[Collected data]
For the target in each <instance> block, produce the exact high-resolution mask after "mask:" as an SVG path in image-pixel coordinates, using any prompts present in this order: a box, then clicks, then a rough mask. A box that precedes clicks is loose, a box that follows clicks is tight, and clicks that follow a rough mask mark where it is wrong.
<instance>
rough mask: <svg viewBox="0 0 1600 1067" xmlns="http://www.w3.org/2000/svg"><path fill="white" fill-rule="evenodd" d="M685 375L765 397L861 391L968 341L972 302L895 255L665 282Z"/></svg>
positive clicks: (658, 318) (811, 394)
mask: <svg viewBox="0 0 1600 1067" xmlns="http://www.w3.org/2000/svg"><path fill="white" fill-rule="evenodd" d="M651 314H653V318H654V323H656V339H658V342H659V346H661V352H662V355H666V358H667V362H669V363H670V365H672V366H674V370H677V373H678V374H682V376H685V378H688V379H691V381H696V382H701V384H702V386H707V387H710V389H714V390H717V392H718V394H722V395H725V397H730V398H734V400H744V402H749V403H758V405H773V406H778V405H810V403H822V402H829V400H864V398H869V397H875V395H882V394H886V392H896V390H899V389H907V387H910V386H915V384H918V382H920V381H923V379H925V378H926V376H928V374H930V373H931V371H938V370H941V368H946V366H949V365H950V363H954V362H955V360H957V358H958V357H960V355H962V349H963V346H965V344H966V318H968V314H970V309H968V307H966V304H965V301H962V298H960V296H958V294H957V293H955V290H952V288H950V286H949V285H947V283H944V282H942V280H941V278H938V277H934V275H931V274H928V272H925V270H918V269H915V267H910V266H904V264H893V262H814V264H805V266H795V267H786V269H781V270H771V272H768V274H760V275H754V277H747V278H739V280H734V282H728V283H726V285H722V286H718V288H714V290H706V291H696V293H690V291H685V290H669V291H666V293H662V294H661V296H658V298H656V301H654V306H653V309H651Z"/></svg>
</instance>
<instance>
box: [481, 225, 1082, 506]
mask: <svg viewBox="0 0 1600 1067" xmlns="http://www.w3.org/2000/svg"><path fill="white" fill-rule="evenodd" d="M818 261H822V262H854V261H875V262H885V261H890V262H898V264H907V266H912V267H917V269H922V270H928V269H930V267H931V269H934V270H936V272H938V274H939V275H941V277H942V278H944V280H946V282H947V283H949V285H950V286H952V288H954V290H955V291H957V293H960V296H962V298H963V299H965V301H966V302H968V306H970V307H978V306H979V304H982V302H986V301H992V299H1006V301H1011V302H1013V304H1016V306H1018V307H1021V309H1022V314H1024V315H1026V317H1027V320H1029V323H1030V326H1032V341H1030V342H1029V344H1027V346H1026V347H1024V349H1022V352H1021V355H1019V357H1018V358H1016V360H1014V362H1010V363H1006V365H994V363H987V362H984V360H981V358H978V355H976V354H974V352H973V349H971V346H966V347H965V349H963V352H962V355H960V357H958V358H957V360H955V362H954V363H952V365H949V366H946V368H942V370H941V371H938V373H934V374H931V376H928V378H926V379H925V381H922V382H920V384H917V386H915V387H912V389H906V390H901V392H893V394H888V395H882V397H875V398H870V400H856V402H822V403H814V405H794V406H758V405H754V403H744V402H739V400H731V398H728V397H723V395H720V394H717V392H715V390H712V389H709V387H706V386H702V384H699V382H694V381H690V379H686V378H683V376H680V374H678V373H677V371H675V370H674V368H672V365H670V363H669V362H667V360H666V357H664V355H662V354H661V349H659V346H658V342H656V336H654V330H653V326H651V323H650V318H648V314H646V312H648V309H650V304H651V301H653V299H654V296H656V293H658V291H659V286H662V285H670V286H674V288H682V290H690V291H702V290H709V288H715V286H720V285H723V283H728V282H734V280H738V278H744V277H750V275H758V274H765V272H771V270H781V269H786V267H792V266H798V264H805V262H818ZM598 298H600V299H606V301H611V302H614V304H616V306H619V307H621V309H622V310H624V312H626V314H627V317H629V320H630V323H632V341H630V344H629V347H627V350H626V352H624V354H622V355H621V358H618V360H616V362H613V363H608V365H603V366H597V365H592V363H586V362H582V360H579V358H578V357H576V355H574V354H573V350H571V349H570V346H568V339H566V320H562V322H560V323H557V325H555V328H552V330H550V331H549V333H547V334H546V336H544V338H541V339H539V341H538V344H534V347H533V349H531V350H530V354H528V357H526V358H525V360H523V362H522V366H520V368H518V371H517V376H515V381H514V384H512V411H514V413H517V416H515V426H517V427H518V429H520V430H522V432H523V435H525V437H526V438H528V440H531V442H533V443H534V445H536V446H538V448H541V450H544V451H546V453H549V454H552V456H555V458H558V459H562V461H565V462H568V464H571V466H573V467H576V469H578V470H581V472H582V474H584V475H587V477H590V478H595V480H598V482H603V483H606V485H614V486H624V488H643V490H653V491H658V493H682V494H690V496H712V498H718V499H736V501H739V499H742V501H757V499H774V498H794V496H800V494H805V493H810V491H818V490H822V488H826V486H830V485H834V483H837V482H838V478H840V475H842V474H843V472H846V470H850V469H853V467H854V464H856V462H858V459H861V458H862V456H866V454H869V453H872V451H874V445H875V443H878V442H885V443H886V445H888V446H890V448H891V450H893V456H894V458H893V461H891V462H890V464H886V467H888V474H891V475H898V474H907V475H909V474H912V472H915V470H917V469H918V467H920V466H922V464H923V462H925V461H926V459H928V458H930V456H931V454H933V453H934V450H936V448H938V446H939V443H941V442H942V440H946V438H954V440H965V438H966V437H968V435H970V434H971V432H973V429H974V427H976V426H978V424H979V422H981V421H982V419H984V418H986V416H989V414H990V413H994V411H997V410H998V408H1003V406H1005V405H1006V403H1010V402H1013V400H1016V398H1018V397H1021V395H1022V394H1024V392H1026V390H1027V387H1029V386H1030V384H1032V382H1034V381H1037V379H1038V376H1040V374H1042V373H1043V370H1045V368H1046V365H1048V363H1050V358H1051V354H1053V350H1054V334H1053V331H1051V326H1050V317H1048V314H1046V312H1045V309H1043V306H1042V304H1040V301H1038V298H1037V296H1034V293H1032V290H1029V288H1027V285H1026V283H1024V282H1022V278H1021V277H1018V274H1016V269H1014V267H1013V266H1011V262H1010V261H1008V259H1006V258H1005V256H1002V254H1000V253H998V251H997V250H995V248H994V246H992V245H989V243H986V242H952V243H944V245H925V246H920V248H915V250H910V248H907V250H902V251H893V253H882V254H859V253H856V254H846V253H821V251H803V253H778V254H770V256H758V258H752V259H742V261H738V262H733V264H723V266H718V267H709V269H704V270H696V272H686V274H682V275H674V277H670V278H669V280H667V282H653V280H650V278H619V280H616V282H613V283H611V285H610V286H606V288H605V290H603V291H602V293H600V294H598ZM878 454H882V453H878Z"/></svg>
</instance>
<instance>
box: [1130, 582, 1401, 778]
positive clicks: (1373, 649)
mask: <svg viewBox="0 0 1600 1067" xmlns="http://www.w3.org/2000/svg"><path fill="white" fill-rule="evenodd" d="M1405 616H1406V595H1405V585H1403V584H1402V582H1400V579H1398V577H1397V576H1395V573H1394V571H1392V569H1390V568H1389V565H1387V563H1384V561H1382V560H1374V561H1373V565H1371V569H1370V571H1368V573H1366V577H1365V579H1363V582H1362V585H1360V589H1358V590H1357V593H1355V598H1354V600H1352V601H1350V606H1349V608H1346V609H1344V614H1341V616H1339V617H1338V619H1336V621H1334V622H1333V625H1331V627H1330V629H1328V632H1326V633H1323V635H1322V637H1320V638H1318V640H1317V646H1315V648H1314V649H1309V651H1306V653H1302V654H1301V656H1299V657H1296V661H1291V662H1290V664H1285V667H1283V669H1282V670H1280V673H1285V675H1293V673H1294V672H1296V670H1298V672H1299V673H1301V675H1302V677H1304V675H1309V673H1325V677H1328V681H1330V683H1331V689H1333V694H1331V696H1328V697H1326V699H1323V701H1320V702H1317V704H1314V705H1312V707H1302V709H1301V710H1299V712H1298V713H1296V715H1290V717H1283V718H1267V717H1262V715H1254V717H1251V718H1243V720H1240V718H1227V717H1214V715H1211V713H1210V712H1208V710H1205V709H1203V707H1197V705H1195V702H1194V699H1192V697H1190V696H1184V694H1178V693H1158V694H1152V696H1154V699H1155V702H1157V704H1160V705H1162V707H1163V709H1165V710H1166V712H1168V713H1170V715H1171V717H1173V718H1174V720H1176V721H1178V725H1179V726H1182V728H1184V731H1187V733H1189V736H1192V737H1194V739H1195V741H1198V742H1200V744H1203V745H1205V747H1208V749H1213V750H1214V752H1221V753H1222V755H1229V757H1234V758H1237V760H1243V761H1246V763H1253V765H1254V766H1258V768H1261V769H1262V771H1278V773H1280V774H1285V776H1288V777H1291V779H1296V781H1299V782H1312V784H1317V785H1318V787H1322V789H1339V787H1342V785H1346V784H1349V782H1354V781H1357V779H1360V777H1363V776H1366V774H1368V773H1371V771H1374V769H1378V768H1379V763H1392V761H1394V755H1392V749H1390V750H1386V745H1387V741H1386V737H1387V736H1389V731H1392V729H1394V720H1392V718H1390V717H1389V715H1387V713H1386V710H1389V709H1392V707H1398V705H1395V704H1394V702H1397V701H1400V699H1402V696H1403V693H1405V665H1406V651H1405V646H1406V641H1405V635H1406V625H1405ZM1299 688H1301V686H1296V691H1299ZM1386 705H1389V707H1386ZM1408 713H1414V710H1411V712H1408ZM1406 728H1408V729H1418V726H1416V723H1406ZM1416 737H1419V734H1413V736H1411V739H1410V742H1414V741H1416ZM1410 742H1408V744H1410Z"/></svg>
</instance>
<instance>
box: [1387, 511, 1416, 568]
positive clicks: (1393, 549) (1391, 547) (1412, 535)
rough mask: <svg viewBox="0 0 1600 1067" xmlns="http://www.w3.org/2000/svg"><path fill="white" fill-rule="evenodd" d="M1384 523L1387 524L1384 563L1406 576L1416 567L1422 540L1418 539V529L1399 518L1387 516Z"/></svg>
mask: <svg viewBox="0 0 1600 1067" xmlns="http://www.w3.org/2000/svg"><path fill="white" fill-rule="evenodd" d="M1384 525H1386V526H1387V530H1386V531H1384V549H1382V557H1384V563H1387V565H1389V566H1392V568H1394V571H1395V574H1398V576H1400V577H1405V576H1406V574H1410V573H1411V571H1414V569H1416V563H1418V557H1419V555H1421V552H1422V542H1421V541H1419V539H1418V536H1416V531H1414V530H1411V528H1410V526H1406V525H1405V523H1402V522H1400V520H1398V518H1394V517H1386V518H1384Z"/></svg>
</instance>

• Activity: Look above for the line holding "box: [1130, 582, 1401, 778]". Print it and every line after it, exactly, through the line holding "box: [1387, 511, 1416, 568]".

• Reply:
box: [1130, 582, 1401, 778]
positive clicks: (1373, 649)
mask: <svg viewBox="0 0 1600 1067" xmlns="http://www.w3.org/2000/svg"><path fill="white" fill-rule="evenodd" d="M1405 616H1406V595H1405V585H1403V584H1402V582H1400V579H1398V577H1397V576H1395V573H1394V571H1392V569H1390V568H1389V565H1387V563H1384V561H1382V560H1374V561H1373V565H1371V569H1370V571H1368V573H1366V577H1365V579H1363V582H1362V585H1360V589H1358V590H1357V593H1355V598H1354V600H1352V601H1350V606H1349V608H1346V609H1344V614H1341V616H1339V617H1338V619H1336V621H1334V622H1333V625H1331V627H1330V629H1328V632H1326V633H1323V635H1322V637H1320V638H1318V640H1317V646H1315V648H1314V649H1309V651H1306V653H1302V654H1301V656H1299V657H1296V661H1291V662H1290V664H1285V667H1283V669H1282V670H1280V673H1285V675H1293V673H1294V672H1296V670H1298V672H1299V673H1301V675H1302V677H1304V675H1309V673H1325V677H1328V681H1330V683H1331V689H1333V694H1331V696H1328V697H1326V699H1323V701H1320V702H1317V704H1314V705H1312V707H1302V709H1301V710H1299V712H1298V713H1296V715H1290V717H1283V718H1267V717H1262V715H1254V717H1251V718H1243V720H1240V718H1227V717H1214V715H1211V713H1210V712H1208V710H1205V709H1203V707H1197V705H1195V702H1194V699H1192V697H1190V696H1184V694H1178V693H1158V694H1152V696H1154V699H1155V702H1157V704H1160V705H1162V707H1163V709H1165V710H1166V712H1168V713H1170V715H1171V717H1173V718H1174V720H1176V721H1178V725H1179V726H1182V728H1184V731H1187V733H1189V736H1192V737H1194V739H1195V741H1198V742H1200V744H1203V745H1205V747H1208V749H1213V750H1214V752H1221V753H1222V755H1229V757H1234V758H1237V760H1243V761H1246V763H1253V765H1254V766H1258V768H1261V769H1262V771H1278V773H1280V774H1285V776H1288V777H1291V779H1296V781H1299V782H1312V784H1317V785H1318V787H1322V789H1339V787H1342V785H1346V784H1349V782H1354V781H1357V779H1360V777H1363V776H1366V774H1368V773H1371V771H1374V769H1378V768H1379V763H1392V761H1394V755H1392V749H1390V750H1386V745H1387V741H1386V737H1387V736H1389V731H1392V729H1394V720H1392V718H1390V717H1389V715H1387V713H1386V710H1389V709H1392V707H1398V705H1395V704H1394V702H1397V701H1400V699H1402V696H1403V693H1405V665H1406V651H1405V646H1406V641H1405V635H1406V625H1405ZM1299 688H1301V686H1296V691H1299ZM1386 705H1389V707H1386ZM1408 713H1414V710H1411V712H1408ZM1406 728H1408V729H1418V726H1416V723H1406ZM1416 737H1419V734H1413V736H1411V739H1410V742H1414V741H1416ZM1410 742H1408V744H1410Z"/></svg>
</instance>
<instance>
box: [1387, 511, 1416, 568]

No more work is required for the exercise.